■ PASSAGE PROVIDED:
-*-*-

Winnipeg Free Press columnist Dan Lett was the keynote speaker at a conference I attended last week.  His topic was The State of Traditional News Media. Lett’s audience was primarily writers, journalism students and communications or public relations officers for businesses and charities. He began by asking us some questions.

“How many of you read at least one newspaper daily?”

 Nearly everyone in the room raised their hand. 

“How many of you receive a daily newspaper at home or buy one everyday?”

Only a handful of people raised their hands.

“How many of you read the news online?”

Most of the audience put up their hands.

“And how many of you pay to read the news online?”

Only a couple people raised their hands.

That’s when Dan Lett exclaimed, “You’re killing me!”

         Lett wanted to illustrate the fact that in 2014 the majority of people who read newspapers regularly expect to do so for free. What that means is that newspaper journalists may not be around much longer. How will they be paid if so few people are buying newspapers? Lett said he gets asked all the time “How much longer will you have a job?”

       According to Lett 2008 was the turning point when more people in North America began to get their news for free rather than paying for it. By 2013 more than a third of adults had abandoned newspapers entirely, not even reading them for free. Because newspapers have lost customers they have had to cut staff. Lett told us the New York Times has cut their newsroom staff in half in recent years. With fewer journalists, newspapers can no longer research original stories or do in-depth reporting. Perhaps this is why 40% of all news is about weather, sports and traffic and why most online news sites like the Huffington Post simply copy stories they have bought or taken from newspapers, radio and television news sources.

-*-*-

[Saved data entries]
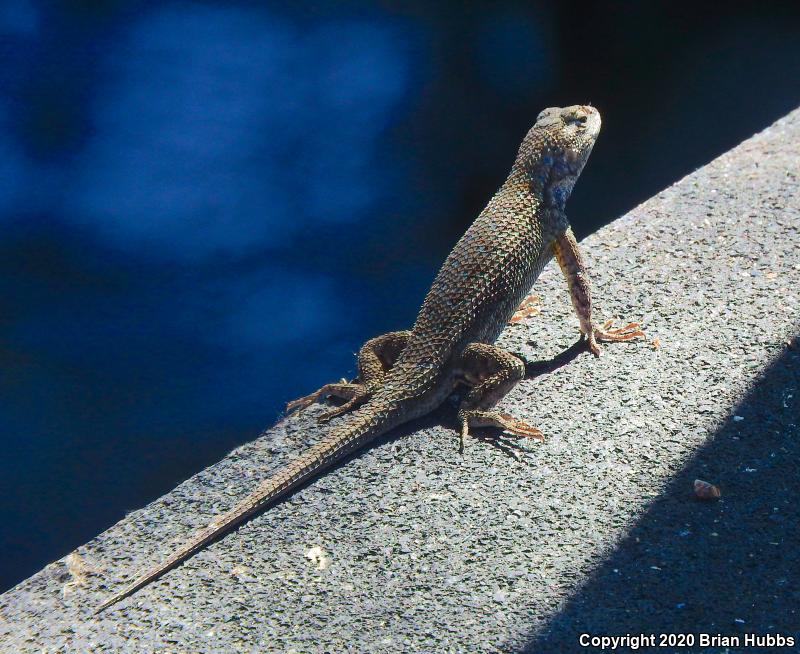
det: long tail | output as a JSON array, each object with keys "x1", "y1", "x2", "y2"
[{"x1": 95, "y1": 401, "x2": 397, "y2": 614}]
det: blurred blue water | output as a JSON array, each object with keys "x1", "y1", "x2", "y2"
[{"x1": 0, "y1": 0, "x2": 800, "y2": 587}]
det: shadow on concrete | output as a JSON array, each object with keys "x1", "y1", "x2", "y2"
[{"x1": 524, "y1": 339, "x2": 800, "y2": 653}]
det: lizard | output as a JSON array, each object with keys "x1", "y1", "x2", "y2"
[{"x1": 96, "y1": 105, "x2": 644, "y2": 613}]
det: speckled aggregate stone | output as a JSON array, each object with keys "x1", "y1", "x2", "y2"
[{"x1": 0, "y1": 110, "x2": 800, "y2": 653}]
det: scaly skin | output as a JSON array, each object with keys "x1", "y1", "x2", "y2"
[{"x1": 97, "y1": 106, "x2": 642, "y2": 612}]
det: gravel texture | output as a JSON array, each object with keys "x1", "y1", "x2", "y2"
[{"x1": 0, "y1": 110, "x2": 800, "y2": 653}]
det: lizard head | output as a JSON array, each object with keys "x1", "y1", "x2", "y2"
[{"x1": 514, "y1": 105, "x2": 600, "y2": 208}]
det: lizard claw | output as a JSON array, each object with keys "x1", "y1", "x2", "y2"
[
  {"x1": 459, "y1": 410, "x2": 544, "y2": 453},
  {"x1": 508, "y1": 295, "x2": 542, "y2": 325}
]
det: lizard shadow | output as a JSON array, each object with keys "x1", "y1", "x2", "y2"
[{"x1": 523, "y1": 336, "x2": 800, "y2": 652}]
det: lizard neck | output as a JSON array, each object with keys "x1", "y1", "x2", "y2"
[{"x1": 506, "y1": 154, "x2": 580, "y2": 213}]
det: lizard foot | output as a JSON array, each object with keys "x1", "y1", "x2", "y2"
[
  {"x1": 588, "y1": 320, "x2": 644, "y2": 357},
  {"x1": 508, "y1": 295, "x2": 542, "y2": 325},
  {"x1": 459, "y1": 410, "x2": 544, "y2": 452},
  {"x1": 286, "y1": 379, "x2": 364, "y2": 413},
  {"x1": 317, "y1": 384, "x2": 370, "y2": 424}
]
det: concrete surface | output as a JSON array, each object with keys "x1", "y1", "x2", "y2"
[{"x1": 0, "y1": 111, "x2": 800, "y2": 652}]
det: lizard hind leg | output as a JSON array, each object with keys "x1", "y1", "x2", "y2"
[
  {"x1": 458, "y1": 343, "x2": 544, "y2": 452},
  {"x1": 286, "y1": 331, "x2": 410, "y2": 422}
]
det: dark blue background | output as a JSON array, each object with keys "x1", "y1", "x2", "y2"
[{"x1": 0, "y1": 0, "x2": 800, "y2": 590}]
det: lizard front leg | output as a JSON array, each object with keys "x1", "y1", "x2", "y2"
[
  {"x1": 286, "y1": 331, "x2": 411, "y2": 422},
  {"x1": 553, "y1": 228, "x2": 644, "y2": 357},
  {"x1": 458, "y1": 343, "x2": 544, "y2": 452}
]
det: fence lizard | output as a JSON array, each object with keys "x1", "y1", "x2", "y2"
[{"x1": 97, "y1": 105, "x2": 643, "y2": 612}]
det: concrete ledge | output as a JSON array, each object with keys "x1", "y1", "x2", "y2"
[{"x1": 0, "y1": 110, "x2": 800, "y2": 652}]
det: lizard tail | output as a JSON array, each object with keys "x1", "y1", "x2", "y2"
[{"x1": 94, "y1": 401, "x2": 397, "y2": 614}]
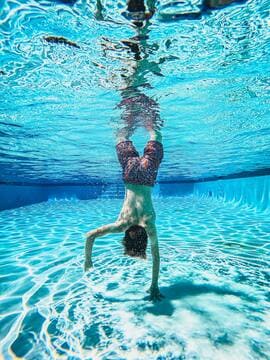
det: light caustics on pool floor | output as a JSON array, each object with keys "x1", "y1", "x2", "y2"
[{"x1": 0, "y1": 196, "x2": 270, "y2": 360}]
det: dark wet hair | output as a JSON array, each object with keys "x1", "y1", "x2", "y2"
[{"x1": 123, "y1": 225, "x2": 147, "y2": 259}]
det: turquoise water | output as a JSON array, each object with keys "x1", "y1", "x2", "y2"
[
  {"x1": 0, "y1": 196, "x2": 270, "y2": 360},
  {"x1": 0, "y1": 0, "x2": 270, "y2": 360},
  {"x1": 0, "y1": 0, "x2": 270, "y2": 184}
]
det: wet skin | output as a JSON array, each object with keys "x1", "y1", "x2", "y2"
[{"x1": 84, "y1": 130, "x2": 163, "y2": 301}]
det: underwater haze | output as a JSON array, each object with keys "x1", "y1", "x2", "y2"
[{"x1": 0, "y1": 0, "x2": 270, "y2": 184}]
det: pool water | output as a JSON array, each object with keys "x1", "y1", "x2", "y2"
[{"x1": 0, "y1": 196, "x2": 270, "y2": 360}]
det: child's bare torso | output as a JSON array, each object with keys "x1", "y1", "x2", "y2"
[{"x1": 118, "y1": 184, "x2": 156, "y2": 226}]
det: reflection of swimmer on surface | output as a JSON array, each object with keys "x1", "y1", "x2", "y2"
[
  {"x1": 123, "y1": 0, "x2": 155, "y2": 27},
  {"x1": 158, "y1": 0, "x2": 247, "y2": 22},
  {"x1": 43, "y1": 36, "x2": 80, "y2": 49},
  {"x1": 85, "y1": 94, "x2": 163, "y2": 301}
]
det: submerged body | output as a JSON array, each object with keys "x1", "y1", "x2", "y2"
[{"x1": 85, "y1": 130, "x2": 163, "y2": 300}]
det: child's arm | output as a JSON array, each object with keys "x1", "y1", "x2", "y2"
[{"x1": 84, "y1": 221, "x2": 127, "y2": 271}]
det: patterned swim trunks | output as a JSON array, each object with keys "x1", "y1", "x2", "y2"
[{"x1": 116, "y1": 140, "x2": 163, "y2": 186}]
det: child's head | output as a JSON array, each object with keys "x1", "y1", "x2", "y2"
[{"x1": 123, "y1": 225, "x2": 147, "y2": 259}]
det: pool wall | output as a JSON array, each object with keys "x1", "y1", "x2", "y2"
[
  {"x1": 0, "y1": 176, "x2": 270, "y2": 210},
  {"x1": 194, "y1": 176, "x2": 270, "y2": 210}
]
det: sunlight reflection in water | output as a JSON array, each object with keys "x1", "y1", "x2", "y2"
[{"x1": 0, "y1": 196, "x2": 270, "y2": 360}]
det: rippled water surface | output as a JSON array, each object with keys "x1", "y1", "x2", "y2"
[
  {"x1": 0, "y1": 196, "x2": 270, "y2": 360},
  {"x1": 0, "y1": 0, "x2": 270, "y2": 183}
]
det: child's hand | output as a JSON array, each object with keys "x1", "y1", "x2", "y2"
[
  {"x1": 146, "y1": 286, "x2": 165, "y2": 302},
  {"x1": 84, "y1": 260, "x2": 93, "y2": 271}
]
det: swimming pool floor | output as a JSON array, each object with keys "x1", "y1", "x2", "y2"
[{"x1": 0, "y1": 196, "x2": 270, "y2": 360}]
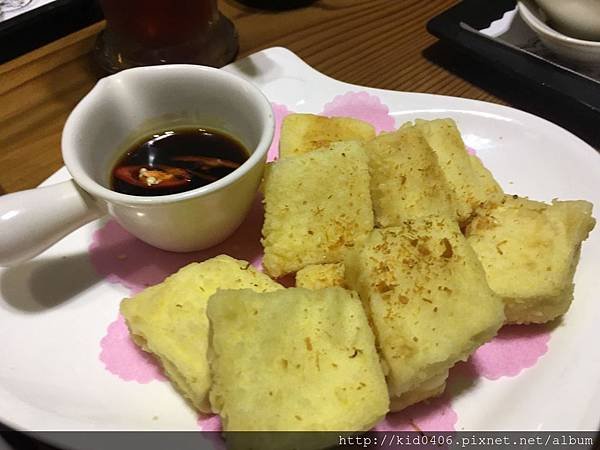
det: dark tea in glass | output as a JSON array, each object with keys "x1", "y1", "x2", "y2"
[{"x1": 95, "y1": 0, "x2": 238, "y2": 72}]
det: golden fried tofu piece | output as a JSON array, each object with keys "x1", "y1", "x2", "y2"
[
  {"x1": 121, "y1": 255, "x2": 282, "y2": 413},
  {"x1": 207, "y1": 287, "x2": 389, "y2": 436},
  {"x1": 415, "y1": 119, "x2": 504, "y2": 223},
  {"x1": 345, "y1": 220, "x2": 504, "y2": 397},
  {"x1": 466, "y1": 196, "x2": 595, "y2": 323},
  {"x1": 262, "y1": 142, "x2": 373, "y2": 278},
  {"x1": 390, "y1": 370, "x2": 448, "y2": 412},
  {"x1": 279, "y1": 114, "x2": 375, "y2": 158},
  {"x1": 296, "y1": 263, "x2": 345, "y2": 289},
  {"x1": 365, "y1": 125, "x2": 457, "y2": 227}
]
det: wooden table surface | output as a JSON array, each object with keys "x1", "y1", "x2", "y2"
[{"x1": 0, "y1": 0, "x2": 592, "y2": 192}]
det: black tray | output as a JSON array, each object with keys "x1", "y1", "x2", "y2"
[
  {"x1": 0, "y1": 0, "x2": 102, "y2": 64},
  {"x1": 427, "y1": 0, "x2": 600, "y2": 116}
]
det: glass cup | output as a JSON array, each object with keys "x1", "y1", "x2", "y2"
[{"x1": 95, "y1": 0, "x2": 238, "y2": 72}]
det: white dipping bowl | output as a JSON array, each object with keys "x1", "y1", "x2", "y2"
[{"x1": 518, "y1": 0, "x2": 600, "y2": 66}]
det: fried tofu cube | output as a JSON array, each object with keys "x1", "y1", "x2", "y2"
[
  {"x1": 121, "y1": 255, "x2": 282, "y2": 413},
  {"x1": 262, "y1": 142, "x2": 373, "y2": 278},
  {"x1": 279, "y1": 114, "x2": 375, "y2": 158},
  {"x1": 415, "y1": 119, "x2": 504, "y2": 223},
  {"x1": 296, "y1": 263, "x2": 345, "y2": 289},
  {"x1": 390, "y1": 370, "x2": 448, "y2": 412},
  {"x1": 207, "y1": 287, "x2": 389, "y2": 436},
  {"x1": 466, "y1": 196, "x2": 595, "y2": 323},
  {"x1": 365, "y1": 125, "x2": 457, "y2": 228},
  {"x1": 345, "y1": 220, "x2": 504, "y2": 397}
]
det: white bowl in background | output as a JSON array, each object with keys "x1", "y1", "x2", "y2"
[
  {"x1": 517, "y1": 0, "x2": 600, "y2": 66},
  {"x1": 536, "y1": 0, "x2": 600, "y2": 41}
]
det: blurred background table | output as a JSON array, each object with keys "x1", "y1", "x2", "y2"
[{"x1": 0, "y1": 0, "x2": 594, "y2": 197}]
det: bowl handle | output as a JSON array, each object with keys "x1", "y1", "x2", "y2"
[{"x1": 0, "y1": 180, "x2": 102, "y2": 266}]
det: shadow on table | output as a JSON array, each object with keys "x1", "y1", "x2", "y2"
[
  {"x1": 0, "y1": 253, "x2": 100, "y2": 313},
  {"x1": 423, "y1": 42, "x2": 600, "y2": 149}
]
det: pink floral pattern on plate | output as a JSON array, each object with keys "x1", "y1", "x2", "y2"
[
  {"x1": 454, "y1": 324, "x2": 550, "y2": 380},
  {"x1": 321, "y1": 92, "x2": 396, "y2": 133},
  {"x1": 89, "y1": 92, "x2": 550, "y2": 431},
  {"x1": 100, "y1": 314, "x2": 166, "y2": 384},
  {"x1": 267, "y1": 103, "x2": 291, "y2": 161}
]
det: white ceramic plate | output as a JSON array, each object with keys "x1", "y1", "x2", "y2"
[{"x1": 0, "y1": 48, "x2": 600, "y2": 430}]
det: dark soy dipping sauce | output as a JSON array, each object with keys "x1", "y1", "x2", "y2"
[{"x1": 111, "y1": 128, "x2": 248, "y2": 196}]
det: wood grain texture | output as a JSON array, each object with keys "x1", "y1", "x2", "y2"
[{"x1": 0, "y1": 0, "x2": 501, "y2": 192}]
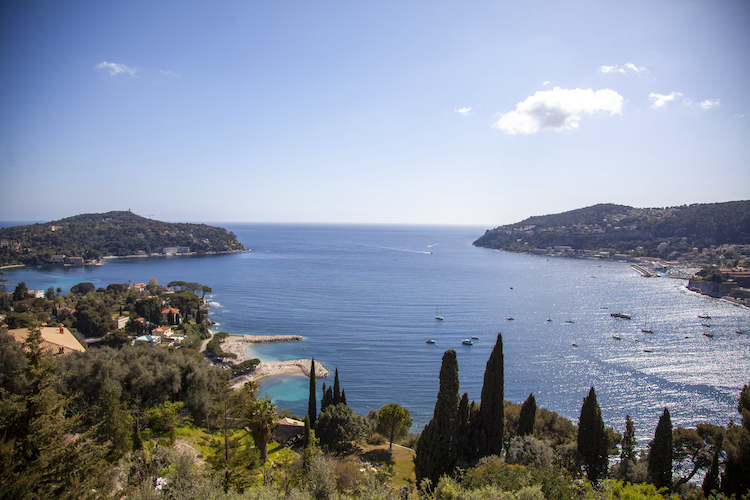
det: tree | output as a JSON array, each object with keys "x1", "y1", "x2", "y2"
[
  {"x1": 414, "y1": 349, "x2": 459, "y2": 484},
  {"x1": 242, "y1": 398, "x2": 277, "y2": 463},
  {"x1": 721, "y1": 385, "x2": 750, "y2": 497},
  {"x1": 307, "y1": 358, "x2": 318, "y2": 427},
  {"x1": 648, "y1": 408, "x2": 672, "y2": 489},
  {"x1": 73, "y1": 298, "x2": 115, "y2": 337},
  {"x1": 578, "y1": 387, "x2": 609, "y2": 484},
  {"x1": 0, "y1": 329, "x2": 110, "y2": 499},
  {"x1": 315, "y1": 403, "x2": 369, "y2": 454},
  {"x1": 478, "y1": 333, "x2": 505, "y2": 457},
  {"x1": 619, "y1": 415, "x2": 638, "y2": 481},
  {"x1": 518, "y1": 393, "x2": 536, "y2": 436},
  {"x1": 701, "y1": 428, "x2": 724, "y2": 497},
  {"x1": 97, "y1": 373, "x2": 134, "y2": 459},
  {"x1": 333, "y1": 368, "x2": 341, "y2": 405},
  {"x1": 377, "y1": 403, "x2": 412, "y2": 454}
]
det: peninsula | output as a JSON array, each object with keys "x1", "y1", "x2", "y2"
[
  {"x1": 0, "y1": 211, "x2": 247, "y2": 267},
  {"x1": 473, "y1": 201, "x2": 750, "y2": 267}
]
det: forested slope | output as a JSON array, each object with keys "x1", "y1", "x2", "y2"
[
  {"x1": 474, "y1": 201, "x2": 750, "y2": 255},
  {"x1": 0, "y1": 211, "x2": 245, "y2": 265}
]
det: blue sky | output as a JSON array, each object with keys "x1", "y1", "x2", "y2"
[{"x1": 0, "y1": 0, "x2": 750, "y2": 227}]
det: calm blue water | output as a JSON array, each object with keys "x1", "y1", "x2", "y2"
[{"x1": 5, "y1": 224, "x2": 750, "y2": 439}]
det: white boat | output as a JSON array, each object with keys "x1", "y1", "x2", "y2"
[{"x1": 435, "y1": 307, "x2": 445, "y2": 321}]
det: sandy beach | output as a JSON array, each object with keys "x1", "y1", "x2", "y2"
[{"x1": 221, "y1": 335, "x2": 328, "y2": 389}]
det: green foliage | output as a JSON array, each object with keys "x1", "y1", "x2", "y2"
[
  {"x1": 0, "y1": 212, "x2": 245, "y2": 268},
  {"x1": 206, "y1": 332, "x2": 237, "y2": 360},
  {"x1": 720, "y1": 385, "x2": 750, "y2": 496},
  {"x1": 307, "y1": 358, "x2": 318, "y2": 427},
  {"x1": 474, "y1": 201, "x2": 750, "y2": 256},
  {"x1": 461, "y1": 456, "x2": 577, "y2": 500},
  {"x1": 478, "y1": 333, "x2": 505, "y2": 457},
  {"x1": 73, "y1": 297, "x2": 115, "y2": 337},
  {"x1": 315, "y1": 403, "x2": 369, "y2": 455},
  {"x1": 578, "y1": 387, "x2": 612, "y2": 484},
  {"x1": 583, "y1": 480, "x2": 679, "y2": 500},
  {"x1": 0, "y1": 331, "x2": 110, "y2": 499},
  {"x1": 70, "y1": 283, "x2": 96, "y2": 297},
  {"x1": 377, "y1": 403, "x2": 412, "y2": 453},
  {"x1": 57, "y1": 347, "x2": 223, "y2": 423},
  {"x1": 518, "y1": 394, "x2": 536, "y2": 436},
  {"x1": 240, "y1": 389, "x2": 277, "y2": 463},
  {"x1": 97, "y1": 374, "x2": 134, "y2": 459},
  {"x1": 414, "y1": 349, "x2": 459, "y2": 484},
  {"x1": 648, "y1": 408, "x2": 673, "y2": 489},
  {"x1": 505, "y1": 435, "x2": 555, "y2": 467},
  {"x1": 617, "y1": 415, "x2": 638, "y2": 482}
]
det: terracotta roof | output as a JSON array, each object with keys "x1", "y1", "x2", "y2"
[
  {"x1": 276, "y1": 417, "x2": 305, "y2": 427},
  {"x1": 8, "y1": 326, "x2": 86, "y2": 354}
]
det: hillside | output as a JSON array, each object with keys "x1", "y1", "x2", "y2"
[
  {"x1": 474, "y1": 201, "x2": 750, "y2": 258},
  {"x1": 0, "y1": 211, "x2": 246, "y2": 266}
]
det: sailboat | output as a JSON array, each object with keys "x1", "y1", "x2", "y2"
[{"x1": 641, "y1": 320, "x2": 654, "y2": 333}]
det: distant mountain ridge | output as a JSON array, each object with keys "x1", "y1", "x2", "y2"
[
  {"x1": 473, "y1": 200, "x2": 750, "y2": 257},
  {"x1": 0, "y1": 211, "x2": 247, "y2": 266}
]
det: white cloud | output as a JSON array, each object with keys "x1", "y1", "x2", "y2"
[
  {"x1": 492, "y1": 87, "x2": 623, "y2": 134},
  {"x1": 599, "y1": 66, "x2": 625, "y2": 74},
  {"x1": 95, "y1": 61, "x2": 139, "y2": 77},
  {"x1": 599, "y1": 63, "x2": 648, "y2": 75},
  {"x1": 649, "y1": 92, "x2": 682, "y2": 108}
]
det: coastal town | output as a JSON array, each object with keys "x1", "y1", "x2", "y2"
[{"x1": 0, "y1": 280, "x2": 328, "y2": 382}]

-*-*-

■ WHAT YOU NEED TO DO:
#1 In the passage on Dan Lett's keynote, which year is named as the turning point when more people in North America began getting their news for free?
#2 For each statement, say whether the passage on Dan Lett's keynote supports it. Answer yes or no and quote the deciding words. (a) The New York Times has cut its newsroom staff in half in recent years. (b) Most of the audience said they pay to read the news online. (c) Weather, sports and traffic make up 40% of all news.
#3 Write the next part of the passage on Dan Lett's keynote, starting after its final sentence.
The entries aren't needed here.

■ OUTPUTS FOR THE TASKS:
#1 2008

#2
(a) Yes: "the New York Times has cut their newsroom staff in half in recent years."
(b) No: "Only a couple people raised their hands."
(c) Yes: "40% of all news is about weather, sports and traffic"

#3
    Lett cited many facts from the Pew Research 2013 State of the Media report that found among other things that newspaper advertising is down by 45% from what it was in 2006. The largest age group still reading a print version newspaper is 65 and over. Some daily papers have gone to publishing only three times a week.

     Listening to Lett share those statistics was sobering for the audience especially since some of his listeners earned at least part of their income from traditional print media. It got me wondering about how much longer I might still have my assignment as a newspaper columnist.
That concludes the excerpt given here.